Le New-Yorkais d’origine nigériane a contribué à donner une audience aux artistes de l’époque postcoloniale du continent africain avant d’être appelé à orchestrer des biennales dans le monde.
Il a le rire communicatif et le sourcil sérieux, les mains éloquentes d’un Vittorio Gassman, la carrure d’un Pelé et la nonchalance trompeuse d’un Obama. Il lui faut bien un combiné de tous ces talents : chers lecteurs, ayez une pensée pour Okwui Enwezor, il force l’admiration. Il s’est porté volontaire pour une mission de tous les dangers : faire revivre la Triennale d’art contemporain, déplacée du Grand Palais au squelette dinosaurien du Palais de Tokyo, à Paris.
Revivre ? Donner vie plutôt, tant les deux premières éditions de ce qui fut appelé « La Force de l’art » ont été malheureuses. Lancé à la va-vite au Grand Palais dans le plus grand désordre, dédié à la gloire de « l’art français », le premier essai [en 2006] fut une foire totale. Le second, [en 2009], à peine mieux. Ces tentatives peu concluantes, et le déficit financier aggravé par d’important frais annexes, faillirent faire sombrer une manifestation à peine née. Elle fut à deux doigts de disparaître.
^^^^
CONSIGNE 1
Retapez à l'identique les enregistrements, de la ligne contenant « Presence check: is there any red cable » jusqu'à la fin des enregistrements, ces deux bornes comprises.

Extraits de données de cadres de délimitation
^^^^
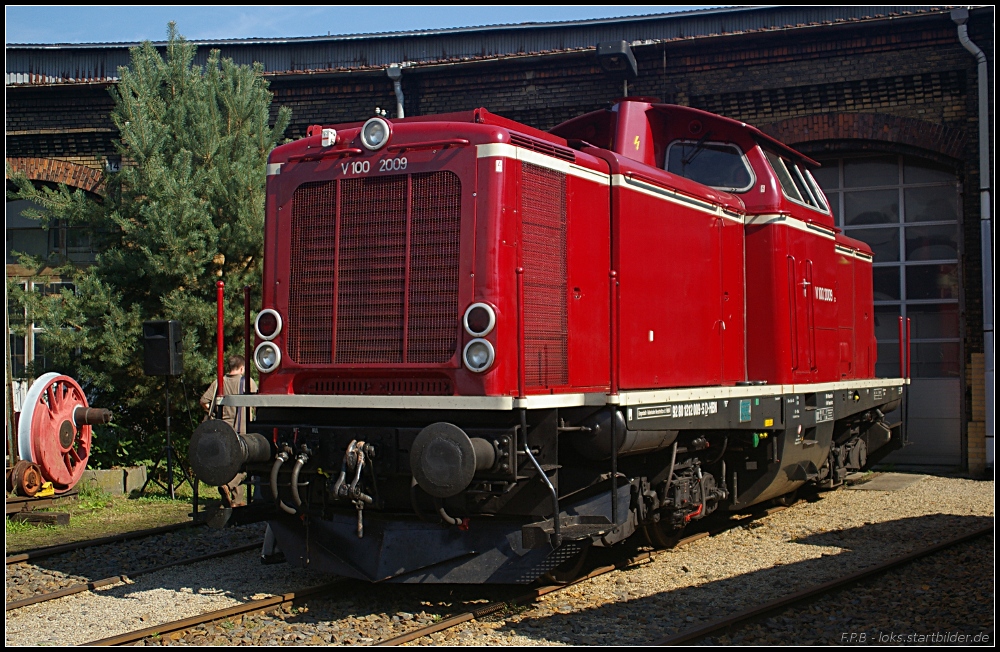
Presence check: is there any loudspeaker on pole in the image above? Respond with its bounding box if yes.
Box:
[142,319,184,376]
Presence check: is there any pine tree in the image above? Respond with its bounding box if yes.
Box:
[8,23,290,465]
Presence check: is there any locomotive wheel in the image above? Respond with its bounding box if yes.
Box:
[17,373,92,493]
[10,460,44,498]
[642,518,684,550]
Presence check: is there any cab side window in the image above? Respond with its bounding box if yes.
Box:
[664,140,754,192]
[764,150,830,213]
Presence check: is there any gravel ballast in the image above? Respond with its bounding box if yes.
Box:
[5,476,994,646]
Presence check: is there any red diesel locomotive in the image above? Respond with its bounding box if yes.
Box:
[191,98,906,583]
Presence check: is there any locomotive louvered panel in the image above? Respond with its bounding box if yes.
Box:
[288,172,461,370]
[406,172,462,363]
[335,175,407,364]
[521,163,569,387]
[297,378,452,396]
[288,181,337,364]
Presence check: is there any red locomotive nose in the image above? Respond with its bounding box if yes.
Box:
[257,313,278,337]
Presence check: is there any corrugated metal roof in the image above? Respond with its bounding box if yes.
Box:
[5,6,968,86]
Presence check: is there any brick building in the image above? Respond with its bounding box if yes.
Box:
[6,6,994,475]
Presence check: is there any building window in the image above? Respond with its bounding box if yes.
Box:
[814,155,962,378]
[7,281,76,380]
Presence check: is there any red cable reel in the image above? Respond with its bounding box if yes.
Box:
[17,373,111,493]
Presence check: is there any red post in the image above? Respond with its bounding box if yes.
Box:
[213,281,226,400]
[906,317,911,380]
[899,315,907,378]
[514,267,525,398]
[243,285,250,394]
[608,270,618,394]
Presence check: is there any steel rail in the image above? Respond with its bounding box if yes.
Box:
[6,521,201,566]
[648,525,993,646]
[5,543,260,611]
[81,578,347,647]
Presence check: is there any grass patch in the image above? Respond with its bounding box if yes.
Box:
[5,484,201,555]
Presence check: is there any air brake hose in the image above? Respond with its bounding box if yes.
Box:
[271,448,295,514]
[291,453,309,507]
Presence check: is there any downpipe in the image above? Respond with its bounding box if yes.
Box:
^^^^
CONSIGNE 2
Reproduisez mot pour mot le passage du texte sur Okwui Enwezor qui va de « Le New-Yorkais d’origine » jusqu'à « Tokyo, à Paris. ».

CORRIGÉ 1
Presence check: is there any red cable reel in the image above? Respond with its bounding box if yes.
Box:
[17,373,111,493]
Presence check: is there any red post in the image above? Respond with its bounding box if yes.
Box:
[213,281,226,400]
[906,317,911,380]
[899,315,907,378]
[514,267,525,398]
[243,285,250,394]
[608,270,618,394]
Presence check: is there any steel rail in the image above? Respond with its bounding box if yes.
Box:
[6,521,201,566]
[648,525,993,646]
[5,543,260,611]
[81,578,347,647]
Presence check: is there any grass patch in the image above? Respond with its bounding box if yes.
Box:
[5,484,201,555]
Presence check: is there any air brake hose in the image above? Respond with its bounding box if yes.
Box:
[271,448,295,514]
[291,453,309,507]
Presence check: is there any downpipe in the image above? Respond with its bounding box if yes.
Box:

CORRIGÉ 2
Le New-Yorkais d’origine nigériane a contribué à donner une audience aux artistes de l’époque postcoloniale du continent africain avant d’être appelé à orchestrer des biennales dans le monde.
Il a le rire communicatif et le sourcil sérieux, les mains éloquentes d’un Vittorio Gassman, la carrure d’un Pelé et la nonchalance trompeuse d’un Obama. Il lui faut bien un combiné de tous ces talents : chers lecteurs, ayez une pensée pour Okwui Enwezor, il force l’admiration. Il s’est porté volontaire pour une mission de tous les dangers : faire revivre la Triennale d’art contemporain, déplacée du Grand Palais au squelette dinosaurien du Palais de Tokyo, à Paris.